* EXTRACT TO READ *
────────
A trip across the twin Indian cities of Hyderabad and Secunderabad is a little like an intergalactic space trip. You strap in (or don’t) and launch out into the great unknown. There is so much life here, and you never know what new experiences each trip will bring. The only certainty on every trip is diversity.

The dense traffic here flows like water, widening as vehicles jockey for position at intersections and squeezing back to the allowable space (some might call them lanes) once the intersection is crossed. Honking is considered a courtesy rather than a complaint in India. The trucks even have “Please Sound Horn” signs to invite the driver in the vehicle behind to give a warning when they pass. No encouragement is really needed, though. No one seems bashful about using their horn. When traffic is not bad, you can drive across Secunderabad and Hyderabad in about an hour. When the traffic is bad, the same trip may take two hours or more. The traffic is usually bad.

Different languages, cultures, religions, economic statuses and castes coexist everywhere you look.

In Hi Tec City, one of Hyderabad’s wealthy new suburbs, the small makeshift huts of the construction workers are sprinkled among the gleaming office buildings. A little further down the road the Muslim call to prayer spreads from loudspeakers atop a nearby mosque, blending with car horns and the Hindu chants that are coming from a TV in a repair shop by the road.

And throughout the city motorcycles carrying three, four, five people zip in and out between luxury automobiles, bullock carts and pedestrians.

At first I tried to pull apart India’s diversity so that I could make it easier to understand and more manageable.But India is neither manageable nor easy to understand. And trying to pull it all apart is as futile as trying to pull apart the flavors of a curry in order to make it easier to digest.

Maybe coming to grips with India can only be done through embracing its many paradoxes. While this country may look on a map like one country in the world, a drive across any of its cities reveals a deeper truth that this is a country that contains many worlds.
────────
Items from a data source:
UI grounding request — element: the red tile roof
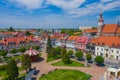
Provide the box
[102,24,118,33]
[117,27,120,33]
[91,36,120,47]
[67,36,79,41]
[84,29,97,33]
[76,36,89,44]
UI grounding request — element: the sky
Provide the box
[0,0,120,28]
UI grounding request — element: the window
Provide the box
[117,50,119,54]
[97,48,99,50]
[112,50,113,53]
[101,48,103,51]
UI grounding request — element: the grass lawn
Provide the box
[52,60,84,67]
[39,69,91,80]
[0,65,24,77]
[47,54,61,62]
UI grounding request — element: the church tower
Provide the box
[97,13,104,36]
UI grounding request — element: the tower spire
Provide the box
[99,12,104,22]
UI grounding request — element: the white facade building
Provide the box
[95,46,120,60]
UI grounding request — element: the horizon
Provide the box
[0,0,120,29]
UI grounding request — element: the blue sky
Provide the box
[0,0,120,28]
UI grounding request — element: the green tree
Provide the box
[19,47,26,52]
[62,53,71,64]
[7,59,19,80]
[68,50,73,56]
[50,47,56,58]
[26,46,30,50]
[75,51,83,58]
[21,55,31,73]
[26,31,32,35]
[61,29,66,33]
[94,56,104,64]
[10,48,17,54]
[46,36,52,53]
[8,27,15,32]
[86,53,92,61]
[55,46,61,53]
[61,48,67,57]
[0,50,7,56]
[34,46,40,50]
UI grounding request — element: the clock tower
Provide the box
[97,13,104,36]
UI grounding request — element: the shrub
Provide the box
[94,56,104,64]
[68,50,73,56]
[86,54,92,61]
[75,51,83,58]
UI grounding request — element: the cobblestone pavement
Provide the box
[32,52,107,80]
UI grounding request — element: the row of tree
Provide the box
[0,46,40,56]
[46,36,104,64]
[6,55,31,80]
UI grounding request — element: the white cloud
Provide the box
[101,0,115,3]
[47,0,86,9]
[103,0,120,11]
[69,0,120,17]
[9,0,44,9]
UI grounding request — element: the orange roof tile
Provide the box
[92,36,120,47]
[84,29,97,33]
[117,28,120,33]
[90,38,98,43]
[102,24,118,33]
[68,36,79,41]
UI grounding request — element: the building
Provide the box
[75,36,89,53]
[83,29,97,37]
[66,36,79,49]
[0,36,41,51]
[97,13,120,36]
[95,36,120,60]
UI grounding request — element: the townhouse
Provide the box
[0,36,41,51]
[75,36,89,53]
[66,36,79,49]
[95,36,120,60]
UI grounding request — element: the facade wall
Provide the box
[95,46,120,60]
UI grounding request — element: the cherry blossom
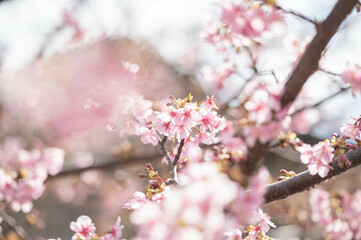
────────
* WHAT TO WORK ON *
Echo the passage of the India travel piece starting with "The dense traffic" and going on through "is usually bad.". The records were drawn from a separate source.

* OUTPUT BELOW *
The dense traffic here flows like water, widening as vehicles jockey for position at intersections and squeezing back to the allowable space (some might call them lanes) once the intersection is crossed. Honking is considered a courtesy rather than a complaint in India. The trucks even have “Please Sound Horn” signs to invite the driver in the vehicle behind to give a warning when they pass. No encouragement is really needed, though. No one seems bashful about using their horn. When traffic is not bad, you can drive across Secunderabad and Hyderabad in about an hour. When the traffic is bad, the same trip may take two hours or more. The traffic is usually bad.